(AANGELEVERDE TEKST):
* * * * *

Resolutie 1494 Veiligheidsraad Verenigde Naties
Resolutie 1494 van de Veiligheidsraad van de Verenigde Naties werd op 30 juli 2003 unaniem door de VN-Veiligheidsraad aangenomen, en verlengde de UNOMIG-waarnemingsmissie in Abchazië met een half jaar.
Resolutie 1494 | ||
---|---|---|
Van de | Veiligheidsraad van de Verenigde Naties | |
Datum | 30 juli 2003 | |
Nr. vergadering | 4800 | |
Code | S/RES/1494 | |
Stemming | voor 15 onth. 0 tegen
0 | |
Onderwerp | Georgisch-Abchazisch conflict | |
Beslissing | Verlengde de UNOMIG-waarnemingsmissie met 6 maanden. | |
Samenstelling VN-Veiligheidsraad in 2003 | ||
Permanente leden | ||
Niet-permanente leden | ||
Georgië.
|
Achtergrond bewerken
Op het einde van de jaren 1980 wilde de Abchazische minderheid in Abchazië onafhankelijk worden van Georgië, waartoe ze behoorden, terwijl de Georgiërs wel de meerderheid van de bevolking uitmaakten. De Georgiërs zagen dat niet zitten en in 1992 leidde de situatie tot een gewapend conflict. Daarbij raakte ook grote buur Rusland betrokken, die het voor de Abchazen opnam. Begin 1993 braken zware gevechten uit om de Abchazische hoofdstad Soechoemi, die kortstondig waren onderbroken door een staakt-het-vuren.

* * * * *

(VERSTREKTE GEGEVENS):
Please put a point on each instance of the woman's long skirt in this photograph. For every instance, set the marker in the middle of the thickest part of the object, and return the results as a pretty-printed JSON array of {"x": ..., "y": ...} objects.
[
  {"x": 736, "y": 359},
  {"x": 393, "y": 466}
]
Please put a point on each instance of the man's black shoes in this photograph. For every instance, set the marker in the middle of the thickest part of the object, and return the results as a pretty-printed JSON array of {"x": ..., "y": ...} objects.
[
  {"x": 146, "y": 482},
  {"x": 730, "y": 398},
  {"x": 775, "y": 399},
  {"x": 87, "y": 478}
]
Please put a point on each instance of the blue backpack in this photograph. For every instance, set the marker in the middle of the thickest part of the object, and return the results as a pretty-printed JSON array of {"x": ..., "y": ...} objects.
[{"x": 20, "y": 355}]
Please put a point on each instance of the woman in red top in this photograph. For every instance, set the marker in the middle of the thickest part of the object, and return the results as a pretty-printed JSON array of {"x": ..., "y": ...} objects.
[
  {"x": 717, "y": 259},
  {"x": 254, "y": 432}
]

* * * * *

(OPGAVE): Geef uit de tekst over resolutie 1494 letterlijk het deel weer dat opent met de woorden "Resolutie 1494 Veiligheidsraad" en sluit met "een half jaar.". De gegevens zijn voor de opdrachten niet nodig.

(ANTWOORDVAK):
Resolutie 1494 Veiligheidsraad Verenigde Naties
Resolutie 1494 van de Veiligheidsraad van de Verenigde Naties werd op 30 juli 2003 unaniem door de VN-Veiligheidsraad aangenomen, en verlengde de UNOMIG-waarnemingsmissie in Abchazië met een half jaar.